### [SELECTED EXTRACT]
Agreed it needs some optimization. The reason the attractor gets recalculated
when rotating, is that there is actually no geometry at all..

This is different from the approach used in e.g.
[https://syntopia.github.io/StrangeAttractors/](https://syntopia.github.io/StrangeAttractors/),
where the Runge-Kutta integration is done is JS and converted to geo. The
advantage of that approach is that the rotation is smooth (and there is no
shader recompilation), but the number of lines/tubes is limited by the time
for JS to do the RK integration.

In my approach, the image is generated fresh from each viewpoint as follows:
\- initialize a floating point texture A with the start points \- in a shader,
update all points in parallel to their next position, via R-K, writing to
texture B \- draw all of the GL line segments via a vertex shader which reads
the line endpoints from the textures A and B (with lighting done in the line
fragment shader) \- composite the result into the framebuffer \- repeat for
the number of integration timesteps, ping-ponging A/B \- iterate over frames,
with the start points jittered, blending each frame equally

This renders the thick tubes over time.

### [DATA ROWS]
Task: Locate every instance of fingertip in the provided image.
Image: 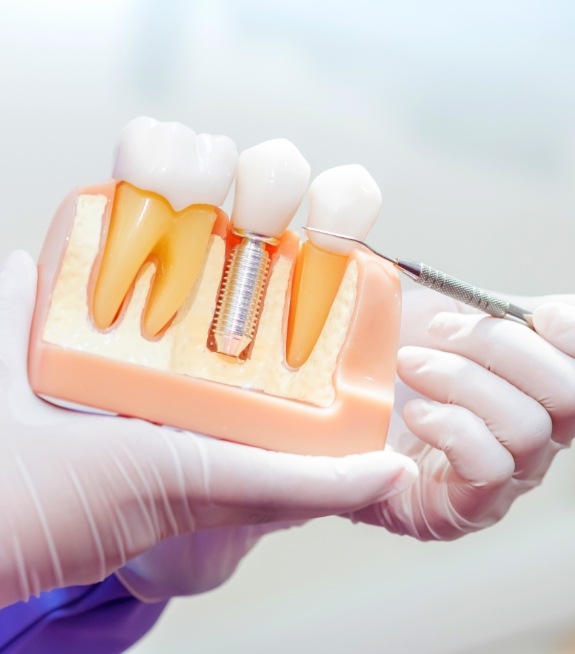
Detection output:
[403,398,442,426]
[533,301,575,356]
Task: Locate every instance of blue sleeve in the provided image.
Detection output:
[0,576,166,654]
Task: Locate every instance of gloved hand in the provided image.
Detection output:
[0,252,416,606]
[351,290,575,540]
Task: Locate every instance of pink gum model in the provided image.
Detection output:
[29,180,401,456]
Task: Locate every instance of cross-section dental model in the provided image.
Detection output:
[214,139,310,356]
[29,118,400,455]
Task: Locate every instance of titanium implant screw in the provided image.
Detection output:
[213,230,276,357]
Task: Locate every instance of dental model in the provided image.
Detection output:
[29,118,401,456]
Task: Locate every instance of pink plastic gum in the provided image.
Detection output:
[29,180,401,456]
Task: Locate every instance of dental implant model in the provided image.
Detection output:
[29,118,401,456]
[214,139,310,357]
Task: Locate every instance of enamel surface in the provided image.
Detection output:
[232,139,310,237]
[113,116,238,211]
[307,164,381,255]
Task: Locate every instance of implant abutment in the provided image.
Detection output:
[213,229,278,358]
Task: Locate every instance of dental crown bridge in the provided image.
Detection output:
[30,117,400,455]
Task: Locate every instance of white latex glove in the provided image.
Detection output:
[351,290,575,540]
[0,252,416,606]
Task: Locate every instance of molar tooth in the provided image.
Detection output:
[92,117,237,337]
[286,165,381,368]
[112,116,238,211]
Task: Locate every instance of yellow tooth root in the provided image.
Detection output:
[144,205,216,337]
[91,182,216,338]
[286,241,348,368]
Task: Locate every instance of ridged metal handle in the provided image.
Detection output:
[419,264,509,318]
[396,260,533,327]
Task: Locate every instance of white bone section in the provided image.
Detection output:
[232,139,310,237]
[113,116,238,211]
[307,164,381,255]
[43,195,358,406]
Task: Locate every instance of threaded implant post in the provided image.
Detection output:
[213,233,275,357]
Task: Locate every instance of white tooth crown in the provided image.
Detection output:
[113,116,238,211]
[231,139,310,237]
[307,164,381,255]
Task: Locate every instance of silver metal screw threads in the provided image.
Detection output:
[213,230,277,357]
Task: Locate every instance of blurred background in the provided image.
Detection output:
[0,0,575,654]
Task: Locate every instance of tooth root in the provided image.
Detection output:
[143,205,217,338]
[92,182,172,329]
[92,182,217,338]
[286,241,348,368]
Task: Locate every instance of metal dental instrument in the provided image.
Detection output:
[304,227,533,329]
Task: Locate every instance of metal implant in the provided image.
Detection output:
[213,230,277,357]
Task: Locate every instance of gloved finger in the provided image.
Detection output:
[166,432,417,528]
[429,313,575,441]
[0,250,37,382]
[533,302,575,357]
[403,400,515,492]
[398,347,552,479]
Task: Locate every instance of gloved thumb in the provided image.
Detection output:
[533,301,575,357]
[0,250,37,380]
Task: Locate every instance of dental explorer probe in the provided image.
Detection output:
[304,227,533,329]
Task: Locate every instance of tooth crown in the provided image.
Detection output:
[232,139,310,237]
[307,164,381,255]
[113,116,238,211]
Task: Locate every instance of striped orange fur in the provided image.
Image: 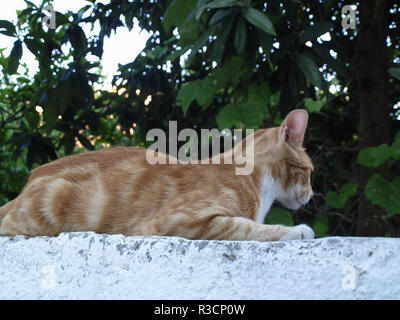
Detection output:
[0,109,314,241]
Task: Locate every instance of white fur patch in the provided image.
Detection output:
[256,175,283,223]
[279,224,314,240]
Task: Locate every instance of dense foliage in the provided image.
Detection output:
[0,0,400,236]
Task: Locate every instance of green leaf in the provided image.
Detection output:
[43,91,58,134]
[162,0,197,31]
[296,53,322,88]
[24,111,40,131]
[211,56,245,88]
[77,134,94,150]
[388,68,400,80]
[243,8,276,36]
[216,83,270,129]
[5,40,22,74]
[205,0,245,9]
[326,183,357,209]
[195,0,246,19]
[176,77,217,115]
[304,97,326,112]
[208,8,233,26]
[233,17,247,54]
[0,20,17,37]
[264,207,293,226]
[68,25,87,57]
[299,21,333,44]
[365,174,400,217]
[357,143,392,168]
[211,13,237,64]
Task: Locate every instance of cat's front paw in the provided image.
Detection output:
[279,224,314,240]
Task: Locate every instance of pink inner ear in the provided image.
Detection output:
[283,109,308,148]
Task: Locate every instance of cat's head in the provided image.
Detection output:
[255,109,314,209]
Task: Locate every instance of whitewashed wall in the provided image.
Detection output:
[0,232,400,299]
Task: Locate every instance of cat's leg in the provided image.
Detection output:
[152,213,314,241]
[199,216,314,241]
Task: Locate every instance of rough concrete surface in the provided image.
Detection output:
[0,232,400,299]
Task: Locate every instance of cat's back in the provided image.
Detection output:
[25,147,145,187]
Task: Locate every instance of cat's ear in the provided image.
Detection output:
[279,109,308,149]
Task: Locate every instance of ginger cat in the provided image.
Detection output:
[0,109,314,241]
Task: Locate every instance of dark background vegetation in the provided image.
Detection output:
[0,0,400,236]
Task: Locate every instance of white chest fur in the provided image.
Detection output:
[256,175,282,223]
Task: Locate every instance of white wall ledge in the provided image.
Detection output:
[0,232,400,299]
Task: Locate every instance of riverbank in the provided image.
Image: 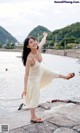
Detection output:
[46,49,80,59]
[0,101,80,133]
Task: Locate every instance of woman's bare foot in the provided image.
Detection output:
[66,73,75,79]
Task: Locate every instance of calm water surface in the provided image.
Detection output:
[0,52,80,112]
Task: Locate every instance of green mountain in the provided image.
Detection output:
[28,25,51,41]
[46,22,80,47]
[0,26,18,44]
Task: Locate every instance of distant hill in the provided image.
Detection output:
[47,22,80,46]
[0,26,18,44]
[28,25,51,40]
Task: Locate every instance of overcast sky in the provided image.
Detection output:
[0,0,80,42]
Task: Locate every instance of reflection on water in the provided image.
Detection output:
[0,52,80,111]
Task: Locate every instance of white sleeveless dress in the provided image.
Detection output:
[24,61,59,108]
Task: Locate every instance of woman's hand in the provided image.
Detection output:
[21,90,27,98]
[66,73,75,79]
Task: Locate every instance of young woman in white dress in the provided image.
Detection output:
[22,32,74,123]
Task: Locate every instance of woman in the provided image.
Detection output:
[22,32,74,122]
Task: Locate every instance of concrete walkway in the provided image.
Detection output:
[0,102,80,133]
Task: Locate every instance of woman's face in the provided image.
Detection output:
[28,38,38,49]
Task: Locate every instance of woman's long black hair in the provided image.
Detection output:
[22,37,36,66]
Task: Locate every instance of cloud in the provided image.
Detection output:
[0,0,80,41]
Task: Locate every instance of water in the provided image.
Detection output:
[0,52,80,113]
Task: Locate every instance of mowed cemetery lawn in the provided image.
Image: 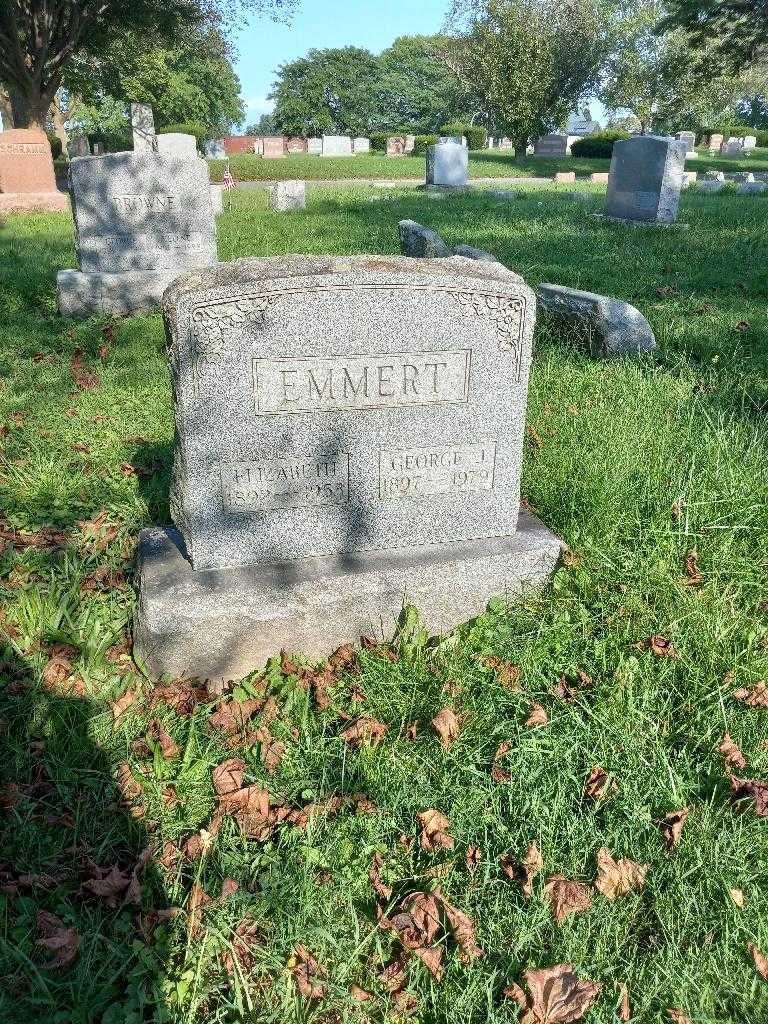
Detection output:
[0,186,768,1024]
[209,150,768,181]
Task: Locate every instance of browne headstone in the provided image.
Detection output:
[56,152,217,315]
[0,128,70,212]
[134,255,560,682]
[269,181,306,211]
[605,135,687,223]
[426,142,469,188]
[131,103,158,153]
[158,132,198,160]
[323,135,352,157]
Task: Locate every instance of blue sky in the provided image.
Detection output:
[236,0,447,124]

### [EXERCISE REQUIREMENTS]
Rewrite the part of the post on rendering strange attractors that opens with the words containing "Agreed it needs" and closes with "the RK integration.", renaming "JS" to "JavaScript". The records have no connection to the post on rendering strange attractors.

### [COMPLETE ANSWER]
Agreed it needs some optimization. The reason the attractor gets recalculated
when rotating, is that there is actually no geometry at all..

This is different from the approach used in e.g.
[https://syntopia.github.io/StrangeAttractors/](https://syntopia.github.io/StrangeAttractors/),
where the Runge-Kutta integration is done is JavaScript and converted to geo. The
advantage of that approach is that the rotation is smooth (and there is no
shader recompilation), but the number of lines/tubes is limited by the time
for JavaScript to do the RK integration.